Texte cité:
**********

Dans le monde des supercars italiennes, certaines Ferrari atteignent des sommets en matière de prix et de prestige. Mais il existe une catégorie encore plus rare : celle des prototypes. Et parmi eux, les étranges Ferrari 458 équipées d’un moteur V12, surnommées « 458 Frankenstein », occupent une place à part. Construites à Maranello au début des années 2010 pour mettre au point la future LaFerrari, elles sont aujourd’hui devenues des objets de collection aussi fascinants qu’imprévisibles sur le plan de la cote.
Des 458 Italia… pas comme les autres
À première vue, on pourrait croire à une simple 458 Italia. Mais il suffit d’un coup d’œil attentif pour comprendre que quelque chose ne tourne pas rond. Les proportions semblent légèrement modifiées, des trappes rivetées apparaissent sur les flancs, l’arrière est parfois grossièrement découpé pour laisser passer des conduits d’air ou d’échappement. Ces voitures, pourtant officielles, ont été transformées par Ferrari elle-même en véritables laboratoires roulants.

Sous leur carrosserie d’aluminium, elles dissimulent le V12 F140 de 6,3 litres, celui-là même qui propulsera ensuite la LaFerrari et ses 963 chevaux en puissance cumulée (thermique et électrique). Ces prototypes servaient notamment à tester les freins, la suspension, le système de récupération d’énergie et l’ESP de la future hypercar.

Baptisés Muletto M4 ou M6 selon leur phase de développement, ces véhicules circulaient presque quotidiennement autour du circuit de Fiorano entre 2011 et 2013. Certains ont même été surpris sur route ouverte, lourdement camouflés, bien avant la présentation officielle de la LaFerrari en 2013.
| Nom | Année | Phase | Base technique | Objectif principal |
|---|---|---|---|---|
| M4 | 2011–2012 | 1ère phase (Muletto) | 458 Italia | Tests du V12 + hybridation |
| M6 | 2012–2013 | 1ère phase (Muletto) | 458 Italia | Freins, suspensions, ESP |
| MP1 | 2012 | 2e phase | Châssis hybride alu-carbone | Intégration HY-KERS complet |
| PS1 | 2013–2014 | 3e phase (Pre-Series) | Châssis LaFerrari carbone | Validation finale |
| PS2/PS3 | 2014 | 3e phase | LaFerrari complète | Tests finaux client |
Des voitures de test devenues objets de collection
Une fois leur mission accomplie, la plupart de ces prototypes ont été détruits. Mais quelques exemplaires ont survécu, offerts ou vendus à des clients triés sur le volet, à condition qu’ils ne soient jamais immatriculés ni utilisés sur un circuit public. Ces Ferrari hors normes sont donc des témoins uniques du savoir-faire de Maranello, mais aussi des reliques mécaniques sans véritable fonction autre que la contemplation.

**********

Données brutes
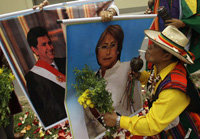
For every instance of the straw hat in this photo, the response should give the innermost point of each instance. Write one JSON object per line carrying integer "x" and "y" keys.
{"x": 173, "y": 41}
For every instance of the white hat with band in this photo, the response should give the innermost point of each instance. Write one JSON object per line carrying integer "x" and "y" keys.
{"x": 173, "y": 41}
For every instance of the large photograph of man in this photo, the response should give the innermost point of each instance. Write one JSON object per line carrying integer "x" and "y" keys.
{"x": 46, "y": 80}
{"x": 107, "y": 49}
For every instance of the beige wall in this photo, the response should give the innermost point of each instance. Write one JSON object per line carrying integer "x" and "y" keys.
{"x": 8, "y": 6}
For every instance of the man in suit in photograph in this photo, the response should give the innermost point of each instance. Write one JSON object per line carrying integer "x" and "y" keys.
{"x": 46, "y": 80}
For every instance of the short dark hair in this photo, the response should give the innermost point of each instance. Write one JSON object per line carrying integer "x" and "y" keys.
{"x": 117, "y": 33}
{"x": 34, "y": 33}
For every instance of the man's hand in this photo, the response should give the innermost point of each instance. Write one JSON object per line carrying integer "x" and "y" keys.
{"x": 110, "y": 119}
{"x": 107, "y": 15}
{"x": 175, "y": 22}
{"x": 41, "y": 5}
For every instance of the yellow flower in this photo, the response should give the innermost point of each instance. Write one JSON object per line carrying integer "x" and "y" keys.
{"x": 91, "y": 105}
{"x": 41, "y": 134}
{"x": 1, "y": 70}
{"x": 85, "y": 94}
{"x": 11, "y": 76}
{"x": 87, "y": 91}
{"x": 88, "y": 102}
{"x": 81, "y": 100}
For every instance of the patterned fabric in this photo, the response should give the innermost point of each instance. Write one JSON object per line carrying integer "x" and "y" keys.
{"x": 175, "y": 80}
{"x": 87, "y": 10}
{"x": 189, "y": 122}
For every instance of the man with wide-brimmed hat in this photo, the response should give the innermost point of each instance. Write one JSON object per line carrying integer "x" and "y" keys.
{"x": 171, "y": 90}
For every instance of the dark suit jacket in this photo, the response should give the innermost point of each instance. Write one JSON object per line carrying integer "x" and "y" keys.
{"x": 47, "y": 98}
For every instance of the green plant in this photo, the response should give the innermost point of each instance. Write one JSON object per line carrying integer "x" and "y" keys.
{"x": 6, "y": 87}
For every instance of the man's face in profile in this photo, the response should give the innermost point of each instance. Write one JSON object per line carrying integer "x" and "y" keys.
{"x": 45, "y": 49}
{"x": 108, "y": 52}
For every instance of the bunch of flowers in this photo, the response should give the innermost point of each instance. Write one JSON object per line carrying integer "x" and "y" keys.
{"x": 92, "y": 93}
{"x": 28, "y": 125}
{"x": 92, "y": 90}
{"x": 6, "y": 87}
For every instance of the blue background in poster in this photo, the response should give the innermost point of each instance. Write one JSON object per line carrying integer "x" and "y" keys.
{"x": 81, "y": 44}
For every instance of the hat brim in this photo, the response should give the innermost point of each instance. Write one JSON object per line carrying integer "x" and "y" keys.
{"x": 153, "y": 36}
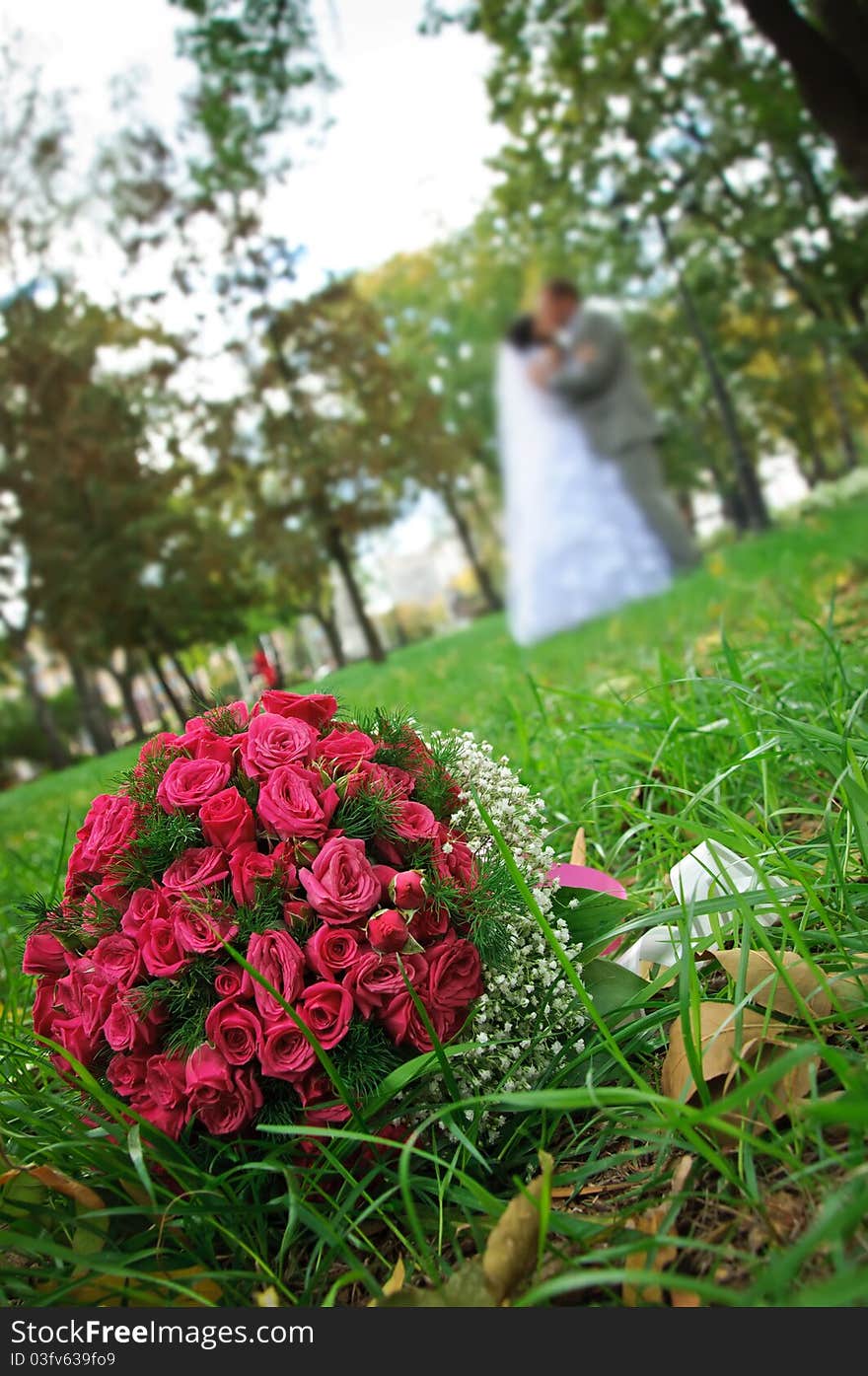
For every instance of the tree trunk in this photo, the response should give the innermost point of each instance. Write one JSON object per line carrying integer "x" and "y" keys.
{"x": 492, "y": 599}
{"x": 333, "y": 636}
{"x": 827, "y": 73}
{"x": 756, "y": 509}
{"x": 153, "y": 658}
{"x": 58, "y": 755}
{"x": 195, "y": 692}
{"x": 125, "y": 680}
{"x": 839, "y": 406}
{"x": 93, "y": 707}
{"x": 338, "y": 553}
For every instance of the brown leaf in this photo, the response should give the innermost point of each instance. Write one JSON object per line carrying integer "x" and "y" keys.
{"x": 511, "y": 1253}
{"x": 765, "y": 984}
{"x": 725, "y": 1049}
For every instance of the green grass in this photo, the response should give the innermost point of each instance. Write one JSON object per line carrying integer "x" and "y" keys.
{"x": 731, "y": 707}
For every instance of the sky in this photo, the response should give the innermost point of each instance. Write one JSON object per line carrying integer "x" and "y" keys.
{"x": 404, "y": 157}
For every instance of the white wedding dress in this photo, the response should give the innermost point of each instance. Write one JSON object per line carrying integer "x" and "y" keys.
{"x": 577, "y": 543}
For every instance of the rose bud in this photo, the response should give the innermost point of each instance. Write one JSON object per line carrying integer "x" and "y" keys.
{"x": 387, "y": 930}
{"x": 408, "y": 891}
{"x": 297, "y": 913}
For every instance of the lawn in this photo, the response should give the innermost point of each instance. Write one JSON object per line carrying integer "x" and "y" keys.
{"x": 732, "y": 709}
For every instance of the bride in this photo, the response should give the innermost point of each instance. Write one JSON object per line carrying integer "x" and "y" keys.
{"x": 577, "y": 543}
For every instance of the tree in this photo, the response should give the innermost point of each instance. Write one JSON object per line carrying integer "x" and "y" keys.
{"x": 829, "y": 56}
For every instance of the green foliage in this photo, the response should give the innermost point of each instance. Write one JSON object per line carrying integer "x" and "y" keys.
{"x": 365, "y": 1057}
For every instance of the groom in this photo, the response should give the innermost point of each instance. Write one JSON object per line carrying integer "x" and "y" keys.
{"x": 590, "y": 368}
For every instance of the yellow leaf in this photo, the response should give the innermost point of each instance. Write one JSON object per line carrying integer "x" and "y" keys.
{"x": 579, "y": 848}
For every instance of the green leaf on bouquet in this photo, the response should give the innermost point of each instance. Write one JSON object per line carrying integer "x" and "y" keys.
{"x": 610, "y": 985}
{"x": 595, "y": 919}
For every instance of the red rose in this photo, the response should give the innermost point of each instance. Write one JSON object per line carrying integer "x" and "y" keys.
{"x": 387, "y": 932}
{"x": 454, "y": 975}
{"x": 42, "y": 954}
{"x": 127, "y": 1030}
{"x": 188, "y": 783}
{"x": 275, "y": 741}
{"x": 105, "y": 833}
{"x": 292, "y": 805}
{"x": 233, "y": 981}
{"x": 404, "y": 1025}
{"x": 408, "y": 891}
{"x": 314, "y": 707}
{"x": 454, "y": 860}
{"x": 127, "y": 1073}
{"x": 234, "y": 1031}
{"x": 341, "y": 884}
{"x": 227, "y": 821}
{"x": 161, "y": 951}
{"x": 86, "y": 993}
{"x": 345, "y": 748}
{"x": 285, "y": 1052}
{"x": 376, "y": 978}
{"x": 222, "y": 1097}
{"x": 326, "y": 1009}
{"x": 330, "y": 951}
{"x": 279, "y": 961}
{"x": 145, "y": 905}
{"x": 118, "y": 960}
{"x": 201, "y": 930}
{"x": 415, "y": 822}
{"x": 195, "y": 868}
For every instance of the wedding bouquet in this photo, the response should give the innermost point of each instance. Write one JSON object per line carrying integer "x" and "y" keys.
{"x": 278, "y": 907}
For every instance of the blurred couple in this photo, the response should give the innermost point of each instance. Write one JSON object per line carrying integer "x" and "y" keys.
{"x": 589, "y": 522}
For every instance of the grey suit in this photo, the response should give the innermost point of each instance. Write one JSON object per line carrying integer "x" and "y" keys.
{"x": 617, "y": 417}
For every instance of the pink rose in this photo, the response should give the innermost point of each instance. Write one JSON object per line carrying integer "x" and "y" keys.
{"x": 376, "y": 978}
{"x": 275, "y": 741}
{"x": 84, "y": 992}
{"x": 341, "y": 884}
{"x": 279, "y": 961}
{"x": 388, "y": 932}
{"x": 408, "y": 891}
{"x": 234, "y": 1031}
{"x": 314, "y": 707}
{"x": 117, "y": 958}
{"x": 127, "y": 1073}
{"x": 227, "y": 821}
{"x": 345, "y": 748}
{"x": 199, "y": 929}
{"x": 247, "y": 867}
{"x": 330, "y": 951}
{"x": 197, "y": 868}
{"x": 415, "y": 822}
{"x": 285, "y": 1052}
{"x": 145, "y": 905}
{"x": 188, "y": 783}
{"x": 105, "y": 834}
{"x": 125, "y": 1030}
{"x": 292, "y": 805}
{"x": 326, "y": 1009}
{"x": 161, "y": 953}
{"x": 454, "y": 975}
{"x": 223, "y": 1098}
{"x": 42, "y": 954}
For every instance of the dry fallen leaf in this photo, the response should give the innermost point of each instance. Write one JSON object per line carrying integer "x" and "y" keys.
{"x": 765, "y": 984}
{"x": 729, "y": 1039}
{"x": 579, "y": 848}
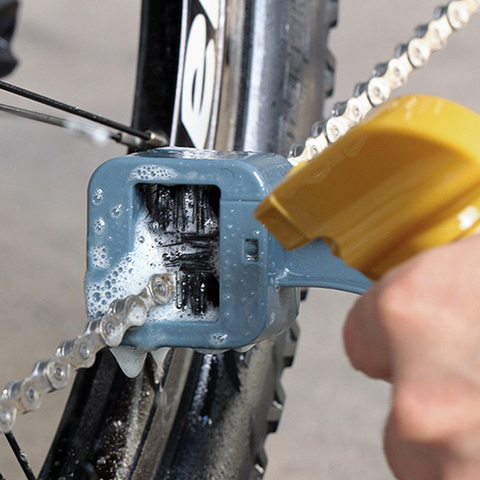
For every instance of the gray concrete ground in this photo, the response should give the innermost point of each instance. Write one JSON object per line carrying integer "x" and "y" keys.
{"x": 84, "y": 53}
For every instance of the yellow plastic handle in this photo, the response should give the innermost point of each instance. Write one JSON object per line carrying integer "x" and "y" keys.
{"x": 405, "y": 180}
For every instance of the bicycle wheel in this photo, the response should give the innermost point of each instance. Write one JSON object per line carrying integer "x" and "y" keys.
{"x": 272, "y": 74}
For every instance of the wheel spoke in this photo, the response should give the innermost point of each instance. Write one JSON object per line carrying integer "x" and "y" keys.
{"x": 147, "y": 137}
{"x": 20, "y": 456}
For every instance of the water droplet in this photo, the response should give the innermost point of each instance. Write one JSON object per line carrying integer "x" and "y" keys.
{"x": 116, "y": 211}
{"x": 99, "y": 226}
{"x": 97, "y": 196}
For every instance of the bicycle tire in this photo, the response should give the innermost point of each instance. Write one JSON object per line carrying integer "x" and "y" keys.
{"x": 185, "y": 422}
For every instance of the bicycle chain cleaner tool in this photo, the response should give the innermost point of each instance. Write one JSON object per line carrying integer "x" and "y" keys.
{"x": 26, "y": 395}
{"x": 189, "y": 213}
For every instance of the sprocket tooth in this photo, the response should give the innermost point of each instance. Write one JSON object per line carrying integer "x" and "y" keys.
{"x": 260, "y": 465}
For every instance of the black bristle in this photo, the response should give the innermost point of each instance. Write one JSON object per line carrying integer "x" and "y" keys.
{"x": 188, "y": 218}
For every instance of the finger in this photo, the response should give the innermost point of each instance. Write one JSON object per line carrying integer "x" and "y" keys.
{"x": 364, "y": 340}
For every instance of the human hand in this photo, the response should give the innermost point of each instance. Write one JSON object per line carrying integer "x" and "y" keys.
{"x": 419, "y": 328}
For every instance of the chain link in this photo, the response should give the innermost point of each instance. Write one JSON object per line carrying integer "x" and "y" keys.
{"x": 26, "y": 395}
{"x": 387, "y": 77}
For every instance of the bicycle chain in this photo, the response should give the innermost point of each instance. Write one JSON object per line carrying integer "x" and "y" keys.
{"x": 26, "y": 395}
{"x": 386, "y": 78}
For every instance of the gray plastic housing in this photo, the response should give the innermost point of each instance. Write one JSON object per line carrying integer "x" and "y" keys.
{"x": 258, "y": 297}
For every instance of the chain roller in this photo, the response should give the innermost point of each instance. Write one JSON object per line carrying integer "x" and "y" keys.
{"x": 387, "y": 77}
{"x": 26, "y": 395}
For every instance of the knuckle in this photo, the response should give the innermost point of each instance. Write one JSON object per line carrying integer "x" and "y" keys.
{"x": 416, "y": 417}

**********

Consigne: Relevez tous les noms figurant dans la colonne « Nom » du tableau du texte sur les Ferrari « 458 Frankenstein ».

Réponse: M4, M6, MP1, PS1, PS2/PS3